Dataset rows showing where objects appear
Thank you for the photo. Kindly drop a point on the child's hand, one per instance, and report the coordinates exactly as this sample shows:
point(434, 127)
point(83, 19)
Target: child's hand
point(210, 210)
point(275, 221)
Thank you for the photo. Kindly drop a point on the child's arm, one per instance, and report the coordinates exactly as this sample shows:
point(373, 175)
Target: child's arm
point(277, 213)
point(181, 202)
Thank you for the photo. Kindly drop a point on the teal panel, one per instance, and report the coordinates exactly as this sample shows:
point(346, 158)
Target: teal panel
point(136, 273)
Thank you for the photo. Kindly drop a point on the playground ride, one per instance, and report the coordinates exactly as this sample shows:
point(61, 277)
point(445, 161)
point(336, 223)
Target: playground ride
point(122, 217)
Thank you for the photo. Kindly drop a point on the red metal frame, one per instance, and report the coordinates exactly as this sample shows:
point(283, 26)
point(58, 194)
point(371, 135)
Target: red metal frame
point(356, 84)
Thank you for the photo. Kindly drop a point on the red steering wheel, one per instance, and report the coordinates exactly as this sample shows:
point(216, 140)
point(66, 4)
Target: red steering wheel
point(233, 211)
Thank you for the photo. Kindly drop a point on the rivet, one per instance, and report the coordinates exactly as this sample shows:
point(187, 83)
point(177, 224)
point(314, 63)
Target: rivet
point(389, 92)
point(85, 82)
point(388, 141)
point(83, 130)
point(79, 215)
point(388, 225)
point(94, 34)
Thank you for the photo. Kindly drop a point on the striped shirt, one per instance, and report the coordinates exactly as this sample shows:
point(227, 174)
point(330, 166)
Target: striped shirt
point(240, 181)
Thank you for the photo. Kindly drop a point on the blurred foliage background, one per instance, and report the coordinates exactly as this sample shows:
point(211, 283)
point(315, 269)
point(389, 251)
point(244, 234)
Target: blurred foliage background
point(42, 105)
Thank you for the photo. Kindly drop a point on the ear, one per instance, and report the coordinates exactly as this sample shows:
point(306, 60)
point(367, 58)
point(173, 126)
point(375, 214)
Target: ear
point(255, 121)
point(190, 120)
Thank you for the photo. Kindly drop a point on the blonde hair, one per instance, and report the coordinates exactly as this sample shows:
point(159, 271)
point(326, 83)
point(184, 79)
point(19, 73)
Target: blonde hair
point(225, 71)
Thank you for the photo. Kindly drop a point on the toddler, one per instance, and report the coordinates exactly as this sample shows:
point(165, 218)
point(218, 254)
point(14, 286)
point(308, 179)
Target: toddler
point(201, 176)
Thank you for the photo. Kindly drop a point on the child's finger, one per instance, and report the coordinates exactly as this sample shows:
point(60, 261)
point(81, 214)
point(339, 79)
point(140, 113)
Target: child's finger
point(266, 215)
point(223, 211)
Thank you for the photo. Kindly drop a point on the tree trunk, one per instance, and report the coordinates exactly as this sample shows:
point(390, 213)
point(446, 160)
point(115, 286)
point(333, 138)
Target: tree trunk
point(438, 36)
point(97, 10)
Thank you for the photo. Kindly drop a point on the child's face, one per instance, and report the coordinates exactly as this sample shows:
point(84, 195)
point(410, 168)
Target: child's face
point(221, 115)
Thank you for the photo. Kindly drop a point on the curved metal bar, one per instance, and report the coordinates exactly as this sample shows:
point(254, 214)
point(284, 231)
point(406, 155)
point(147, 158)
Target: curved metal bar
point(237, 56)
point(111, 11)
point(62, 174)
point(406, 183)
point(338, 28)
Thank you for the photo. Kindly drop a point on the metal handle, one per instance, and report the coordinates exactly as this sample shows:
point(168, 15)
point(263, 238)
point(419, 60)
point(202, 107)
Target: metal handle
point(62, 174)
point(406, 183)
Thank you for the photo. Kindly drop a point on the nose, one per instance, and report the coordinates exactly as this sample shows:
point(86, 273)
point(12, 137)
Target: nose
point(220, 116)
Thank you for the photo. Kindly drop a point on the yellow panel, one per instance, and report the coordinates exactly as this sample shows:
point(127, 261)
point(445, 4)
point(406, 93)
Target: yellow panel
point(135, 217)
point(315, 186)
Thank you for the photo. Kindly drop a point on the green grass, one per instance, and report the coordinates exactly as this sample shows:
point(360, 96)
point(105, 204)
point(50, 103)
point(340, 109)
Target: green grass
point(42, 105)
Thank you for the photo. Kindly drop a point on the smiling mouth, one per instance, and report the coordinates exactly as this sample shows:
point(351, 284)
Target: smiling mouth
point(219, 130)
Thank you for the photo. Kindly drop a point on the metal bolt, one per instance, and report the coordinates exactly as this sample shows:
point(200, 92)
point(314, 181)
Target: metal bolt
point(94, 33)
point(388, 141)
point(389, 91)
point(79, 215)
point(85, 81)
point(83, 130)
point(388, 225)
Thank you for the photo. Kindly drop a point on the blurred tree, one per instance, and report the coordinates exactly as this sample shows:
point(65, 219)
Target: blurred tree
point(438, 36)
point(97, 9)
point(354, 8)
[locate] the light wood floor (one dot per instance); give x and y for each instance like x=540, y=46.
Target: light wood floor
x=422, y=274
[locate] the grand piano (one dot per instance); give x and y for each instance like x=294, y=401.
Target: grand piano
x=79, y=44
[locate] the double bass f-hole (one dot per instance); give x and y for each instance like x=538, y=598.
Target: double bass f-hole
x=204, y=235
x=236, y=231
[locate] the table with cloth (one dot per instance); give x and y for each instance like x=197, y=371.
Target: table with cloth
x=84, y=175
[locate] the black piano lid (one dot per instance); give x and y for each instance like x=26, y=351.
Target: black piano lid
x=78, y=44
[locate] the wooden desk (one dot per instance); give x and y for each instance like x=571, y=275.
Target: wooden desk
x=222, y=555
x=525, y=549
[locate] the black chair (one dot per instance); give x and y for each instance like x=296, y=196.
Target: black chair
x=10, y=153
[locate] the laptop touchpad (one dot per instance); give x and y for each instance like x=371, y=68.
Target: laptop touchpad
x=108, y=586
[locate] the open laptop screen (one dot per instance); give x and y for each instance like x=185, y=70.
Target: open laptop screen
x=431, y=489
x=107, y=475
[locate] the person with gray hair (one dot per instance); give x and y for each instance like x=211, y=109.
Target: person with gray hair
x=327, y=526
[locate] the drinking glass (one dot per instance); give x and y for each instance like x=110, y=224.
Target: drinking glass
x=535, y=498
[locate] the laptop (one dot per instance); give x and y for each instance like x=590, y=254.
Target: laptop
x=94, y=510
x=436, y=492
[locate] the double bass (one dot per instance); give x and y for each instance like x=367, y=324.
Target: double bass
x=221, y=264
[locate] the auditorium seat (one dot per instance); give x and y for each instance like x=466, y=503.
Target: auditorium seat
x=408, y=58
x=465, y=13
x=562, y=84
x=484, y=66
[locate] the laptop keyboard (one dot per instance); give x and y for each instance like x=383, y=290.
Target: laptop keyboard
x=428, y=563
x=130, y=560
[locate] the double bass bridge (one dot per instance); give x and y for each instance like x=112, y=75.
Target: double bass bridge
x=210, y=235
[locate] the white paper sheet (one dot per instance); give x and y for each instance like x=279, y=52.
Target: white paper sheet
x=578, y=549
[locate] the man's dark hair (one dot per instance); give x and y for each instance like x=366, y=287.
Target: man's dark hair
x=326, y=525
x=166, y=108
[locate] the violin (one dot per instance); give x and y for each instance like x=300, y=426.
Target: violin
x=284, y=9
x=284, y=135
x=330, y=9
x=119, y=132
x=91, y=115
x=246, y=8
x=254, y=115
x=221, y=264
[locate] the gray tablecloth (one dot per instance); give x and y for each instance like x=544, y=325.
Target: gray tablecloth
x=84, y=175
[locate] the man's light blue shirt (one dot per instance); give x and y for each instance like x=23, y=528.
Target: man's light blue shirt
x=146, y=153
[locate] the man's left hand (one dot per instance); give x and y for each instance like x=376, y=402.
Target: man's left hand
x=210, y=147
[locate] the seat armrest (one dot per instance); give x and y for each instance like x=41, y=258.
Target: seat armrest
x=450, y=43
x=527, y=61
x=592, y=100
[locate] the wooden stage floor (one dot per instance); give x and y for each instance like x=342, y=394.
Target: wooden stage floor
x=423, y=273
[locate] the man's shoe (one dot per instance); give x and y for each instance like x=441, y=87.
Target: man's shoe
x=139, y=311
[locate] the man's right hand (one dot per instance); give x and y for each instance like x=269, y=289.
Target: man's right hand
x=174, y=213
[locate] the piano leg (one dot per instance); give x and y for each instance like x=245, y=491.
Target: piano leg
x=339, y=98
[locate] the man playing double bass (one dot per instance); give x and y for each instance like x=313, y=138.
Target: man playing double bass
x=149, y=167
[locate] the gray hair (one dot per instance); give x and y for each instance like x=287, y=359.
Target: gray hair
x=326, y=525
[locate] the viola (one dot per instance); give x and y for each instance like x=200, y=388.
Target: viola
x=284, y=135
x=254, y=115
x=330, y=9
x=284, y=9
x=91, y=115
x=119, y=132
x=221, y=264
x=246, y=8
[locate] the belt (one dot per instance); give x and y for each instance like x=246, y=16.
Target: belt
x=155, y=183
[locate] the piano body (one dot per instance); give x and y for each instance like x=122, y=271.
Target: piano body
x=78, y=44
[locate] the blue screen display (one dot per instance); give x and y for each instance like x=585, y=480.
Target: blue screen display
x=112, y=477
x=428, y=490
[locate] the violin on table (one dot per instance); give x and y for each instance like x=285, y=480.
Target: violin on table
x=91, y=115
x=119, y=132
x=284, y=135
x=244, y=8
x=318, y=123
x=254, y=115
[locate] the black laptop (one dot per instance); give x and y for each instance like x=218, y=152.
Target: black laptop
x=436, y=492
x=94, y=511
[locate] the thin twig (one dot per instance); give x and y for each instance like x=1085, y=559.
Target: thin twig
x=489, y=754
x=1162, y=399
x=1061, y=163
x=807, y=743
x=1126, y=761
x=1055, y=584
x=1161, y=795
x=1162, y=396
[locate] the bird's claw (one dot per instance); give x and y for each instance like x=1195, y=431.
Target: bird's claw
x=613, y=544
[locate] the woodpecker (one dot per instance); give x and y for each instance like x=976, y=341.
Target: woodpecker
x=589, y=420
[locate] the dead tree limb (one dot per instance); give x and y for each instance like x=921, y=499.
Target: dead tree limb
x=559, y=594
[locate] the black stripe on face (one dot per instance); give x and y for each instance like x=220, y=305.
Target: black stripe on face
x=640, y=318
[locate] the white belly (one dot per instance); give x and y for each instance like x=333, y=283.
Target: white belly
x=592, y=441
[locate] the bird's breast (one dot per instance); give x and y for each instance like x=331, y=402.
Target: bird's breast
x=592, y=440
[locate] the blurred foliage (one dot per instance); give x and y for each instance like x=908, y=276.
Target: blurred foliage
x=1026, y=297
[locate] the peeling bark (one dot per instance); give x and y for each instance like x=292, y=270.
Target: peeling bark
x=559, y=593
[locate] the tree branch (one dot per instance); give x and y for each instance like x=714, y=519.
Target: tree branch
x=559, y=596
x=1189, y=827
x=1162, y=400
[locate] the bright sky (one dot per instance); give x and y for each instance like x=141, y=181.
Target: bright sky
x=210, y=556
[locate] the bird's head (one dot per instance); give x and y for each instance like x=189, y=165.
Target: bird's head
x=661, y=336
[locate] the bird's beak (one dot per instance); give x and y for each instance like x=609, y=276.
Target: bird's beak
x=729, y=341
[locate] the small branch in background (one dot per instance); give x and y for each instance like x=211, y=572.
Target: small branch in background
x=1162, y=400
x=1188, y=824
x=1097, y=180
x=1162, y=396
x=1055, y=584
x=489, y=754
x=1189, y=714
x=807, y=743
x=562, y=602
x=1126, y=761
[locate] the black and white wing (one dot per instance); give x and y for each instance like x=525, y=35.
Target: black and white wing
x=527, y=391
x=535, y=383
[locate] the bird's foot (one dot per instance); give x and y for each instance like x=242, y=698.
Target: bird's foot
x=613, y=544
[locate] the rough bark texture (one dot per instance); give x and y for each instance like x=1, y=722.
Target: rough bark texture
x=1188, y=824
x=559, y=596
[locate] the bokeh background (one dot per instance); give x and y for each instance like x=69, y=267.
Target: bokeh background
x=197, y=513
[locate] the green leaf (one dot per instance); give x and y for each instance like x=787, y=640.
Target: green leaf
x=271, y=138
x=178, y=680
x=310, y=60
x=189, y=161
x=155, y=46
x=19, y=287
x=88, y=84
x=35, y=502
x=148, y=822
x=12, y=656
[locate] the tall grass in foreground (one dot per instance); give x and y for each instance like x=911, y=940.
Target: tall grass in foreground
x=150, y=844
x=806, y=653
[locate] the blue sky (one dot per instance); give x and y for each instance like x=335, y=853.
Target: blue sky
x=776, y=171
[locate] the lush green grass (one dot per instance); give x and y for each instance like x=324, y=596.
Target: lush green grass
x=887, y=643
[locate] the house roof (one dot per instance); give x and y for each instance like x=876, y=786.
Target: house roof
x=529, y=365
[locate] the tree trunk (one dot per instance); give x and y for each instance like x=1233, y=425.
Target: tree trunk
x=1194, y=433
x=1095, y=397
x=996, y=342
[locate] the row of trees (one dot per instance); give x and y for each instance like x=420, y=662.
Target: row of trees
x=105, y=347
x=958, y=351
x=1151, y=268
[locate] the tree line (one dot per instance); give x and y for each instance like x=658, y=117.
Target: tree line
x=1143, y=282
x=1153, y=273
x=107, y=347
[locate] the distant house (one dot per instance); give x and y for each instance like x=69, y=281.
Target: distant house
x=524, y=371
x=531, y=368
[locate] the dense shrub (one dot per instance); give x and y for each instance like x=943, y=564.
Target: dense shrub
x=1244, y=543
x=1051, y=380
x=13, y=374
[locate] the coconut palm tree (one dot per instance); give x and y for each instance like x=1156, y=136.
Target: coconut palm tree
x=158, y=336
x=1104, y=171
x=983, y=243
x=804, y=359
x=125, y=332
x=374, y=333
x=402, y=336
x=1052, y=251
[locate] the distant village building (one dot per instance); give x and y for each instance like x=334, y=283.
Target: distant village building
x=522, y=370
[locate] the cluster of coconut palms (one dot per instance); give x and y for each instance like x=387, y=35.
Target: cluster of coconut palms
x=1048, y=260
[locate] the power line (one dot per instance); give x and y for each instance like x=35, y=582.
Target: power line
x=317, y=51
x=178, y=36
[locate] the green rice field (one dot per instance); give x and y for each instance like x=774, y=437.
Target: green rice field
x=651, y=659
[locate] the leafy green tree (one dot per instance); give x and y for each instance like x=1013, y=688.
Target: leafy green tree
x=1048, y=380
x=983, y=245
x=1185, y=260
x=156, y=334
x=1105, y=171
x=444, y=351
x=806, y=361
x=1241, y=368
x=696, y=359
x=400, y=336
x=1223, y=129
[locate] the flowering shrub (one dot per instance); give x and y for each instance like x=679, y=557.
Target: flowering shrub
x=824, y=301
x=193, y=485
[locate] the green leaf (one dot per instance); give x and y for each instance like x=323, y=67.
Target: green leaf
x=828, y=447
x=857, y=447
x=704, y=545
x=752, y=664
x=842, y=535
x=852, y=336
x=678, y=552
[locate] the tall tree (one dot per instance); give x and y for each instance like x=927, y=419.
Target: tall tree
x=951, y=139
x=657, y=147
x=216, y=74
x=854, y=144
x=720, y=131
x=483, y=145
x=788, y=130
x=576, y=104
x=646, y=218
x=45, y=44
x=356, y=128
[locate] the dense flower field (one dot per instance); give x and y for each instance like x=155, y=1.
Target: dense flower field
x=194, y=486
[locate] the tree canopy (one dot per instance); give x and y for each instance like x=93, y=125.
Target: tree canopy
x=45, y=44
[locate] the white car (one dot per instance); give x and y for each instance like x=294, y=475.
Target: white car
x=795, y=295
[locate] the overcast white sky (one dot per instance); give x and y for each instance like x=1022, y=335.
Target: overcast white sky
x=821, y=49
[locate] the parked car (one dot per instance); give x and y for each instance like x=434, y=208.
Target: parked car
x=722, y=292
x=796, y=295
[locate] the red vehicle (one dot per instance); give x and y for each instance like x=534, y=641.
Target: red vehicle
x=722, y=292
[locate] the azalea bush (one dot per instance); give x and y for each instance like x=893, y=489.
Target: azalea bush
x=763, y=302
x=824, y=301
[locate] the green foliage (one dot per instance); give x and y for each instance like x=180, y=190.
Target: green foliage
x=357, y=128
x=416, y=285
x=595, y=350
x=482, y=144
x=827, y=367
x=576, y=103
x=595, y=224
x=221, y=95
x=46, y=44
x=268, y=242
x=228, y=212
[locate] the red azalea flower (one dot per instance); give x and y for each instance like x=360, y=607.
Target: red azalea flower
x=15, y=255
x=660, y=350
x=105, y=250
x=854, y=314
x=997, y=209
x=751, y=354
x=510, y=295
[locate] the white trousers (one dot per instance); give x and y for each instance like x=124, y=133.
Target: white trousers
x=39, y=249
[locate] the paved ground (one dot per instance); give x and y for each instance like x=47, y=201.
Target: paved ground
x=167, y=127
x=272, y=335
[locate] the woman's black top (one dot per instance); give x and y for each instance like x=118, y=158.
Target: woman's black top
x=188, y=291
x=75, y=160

• **Problem statement**:
Reproduce, character for character, everything from the start of the listing down through the line that contains "point(275, 221)".

• **Solution for this exercise**:
Thank you for the photo. Kindly drop a point on the child's hand, one per instance, and report the coordinates exactly as this sample shows:
point(434, 127)
point(83, 19)
Target: child's hand
point(210, 210)
point(275, 221)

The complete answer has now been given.